> **Extracted data**

----------

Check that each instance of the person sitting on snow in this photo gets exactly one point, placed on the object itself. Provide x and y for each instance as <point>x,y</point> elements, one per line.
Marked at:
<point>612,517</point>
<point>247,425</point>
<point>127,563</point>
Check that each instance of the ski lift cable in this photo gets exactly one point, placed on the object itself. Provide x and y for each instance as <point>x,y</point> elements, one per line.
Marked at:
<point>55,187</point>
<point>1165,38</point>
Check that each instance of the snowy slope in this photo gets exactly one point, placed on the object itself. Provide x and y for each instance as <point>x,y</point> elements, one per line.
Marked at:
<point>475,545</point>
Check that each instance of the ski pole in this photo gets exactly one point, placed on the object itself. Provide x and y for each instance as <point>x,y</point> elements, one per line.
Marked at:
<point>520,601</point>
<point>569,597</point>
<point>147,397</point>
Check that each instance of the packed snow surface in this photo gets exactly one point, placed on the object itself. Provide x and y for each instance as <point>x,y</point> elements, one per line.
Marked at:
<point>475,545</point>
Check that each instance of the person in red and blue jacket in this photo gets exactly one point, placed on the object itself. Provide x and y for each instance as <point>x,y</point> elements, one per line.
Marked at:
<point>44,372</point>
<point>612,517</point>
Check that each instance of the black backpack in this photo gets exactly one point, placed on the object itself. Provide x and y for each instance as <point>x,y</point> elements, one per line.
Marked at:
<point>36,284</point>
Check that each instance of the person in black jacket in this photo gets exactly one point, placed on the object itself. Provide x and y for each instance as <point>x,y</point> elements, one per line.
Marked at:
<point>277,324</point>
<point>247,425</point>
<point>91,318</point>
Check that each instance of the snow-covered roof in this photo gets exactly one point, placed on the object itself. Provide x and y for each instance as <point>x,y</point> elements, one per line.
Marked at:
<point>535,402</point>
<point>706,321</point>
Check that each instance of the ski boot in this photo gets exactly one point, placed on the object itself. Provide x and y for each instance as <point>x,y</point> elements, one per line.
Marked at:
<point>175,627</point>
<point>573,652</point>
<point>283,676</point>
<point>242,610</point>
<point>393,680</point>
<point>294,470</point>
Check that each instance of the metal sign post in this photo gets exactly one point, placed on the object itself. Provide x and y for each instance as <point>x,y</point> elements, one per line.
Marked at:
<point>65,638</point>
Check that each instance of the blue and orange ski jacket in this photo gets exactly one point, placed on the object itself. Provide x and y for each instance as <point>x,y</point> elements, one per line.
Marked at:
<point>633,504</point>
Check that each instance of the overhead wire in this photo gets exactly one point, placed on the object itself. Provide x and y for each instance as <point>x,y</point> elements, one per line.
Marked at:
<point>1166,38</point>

----------

> **Job**
Switch "snow-covered roof" to "snowy rooftop" throughout the lines above, and reproduce all the lines with everything else unchanged.

> **Task solution**
Check that each instance of the person sitting on snow in this photo gets exactly one point, placed on the object itself. Provide x and y for each instance as <point>x,y</point> elements, one per line.
Marked at:
<point>612,517</point>
<point>247,425</point>
<point>127,563</point>
Check that each instance of the ski lift cable in this photo gets exactly one point, placed on the object itself. Provide x and y for each instance as <point>x,y</point> elements, one per line.
Marked at:
<point>55,187</point>
<point>1165,38</point>
Check that each instance of the snowy slope in this photo gets exactly one point, placed on the object itself. Provide x and y for each instance as <point>x,y</point> elements, one per line.
Marked at:
<point>475,545</point>
Check that each instance of the ski pole in this photo gets exactly one point, placed on the object itself. Provide x and y for each instance as <point>x,y</point> elements, one per line.
Marked at:
<point>520,601</point>
<point>569,597</point>
<point>147,397</point>
Check that each instance of the packed snow surface in this photo gets exactly one point, placed on the object itself. Provide x and y for each instance as <point>x,y</point> elements, one per line.
Marked at:
<point>475,545</point>
Check that each instance of the person in red and blue jacket in this photo gets exactly one point, placed on the object itself. Provide x and y for each instance as <point>x,y</point> elements, one per line.
Marked at:
<point>44,372</point>
<point>612,517</point>
Check that each instance of the black backpack in this photo gets exactly one point, placed on the object itself. Provide x and y for each instance as <point>x,y</point> elements, one per line.
Marked at:
<point>36,284</point>
Check that each instance of the person in black jacket in this photo gets exactly one point, placed on the object itself. Provide x and y for each instance as <point>x,y</point> elements, one per line.
Marked at:
<point>277,324</point>
<point>247,425</point>
<point>91,318</point>
Check that each instance of the snowy rooftop in this photo gets exactly one point, placed on the object itself. Provide x and y for each instance as <point>x,y</point> elements, one per line.
Marked at:
<point>535,402</point>
<point>706,321</point>
Check that each instance of the ski boot in this photo gets exactly one point, placed on the object itself. Provide x and y for each instance as <point>x,y</point> elements, one per line.
Marked at:
<point>175,627</point>
<point>573,652</point>
<point>283,676</point>
<point>242,610</point>
<point>393,680</point>
<point>294,470</point>
Check that each instance of the metal sign post in this photo gets exactly one point, placed on the object itself. Provide x and y for each instance as <point>x,y</point> elements, one per line.
Marked at:
<point>65,638</point>
Check that each instance of the blue and orange ski jacket in this photo gets exactly one point, placed on the object itself. Provide x and y for each instance as <point>x,y</point> elements, one per line.
Marked at:
<point>633,504</point>
Check that each instance of the overhead wire in this photo gets exactly one point, placed on the object itself. Provide x and y for each instance as <point>x,y</point> elements, one per line.
Marked at:
<point>1166,38</point>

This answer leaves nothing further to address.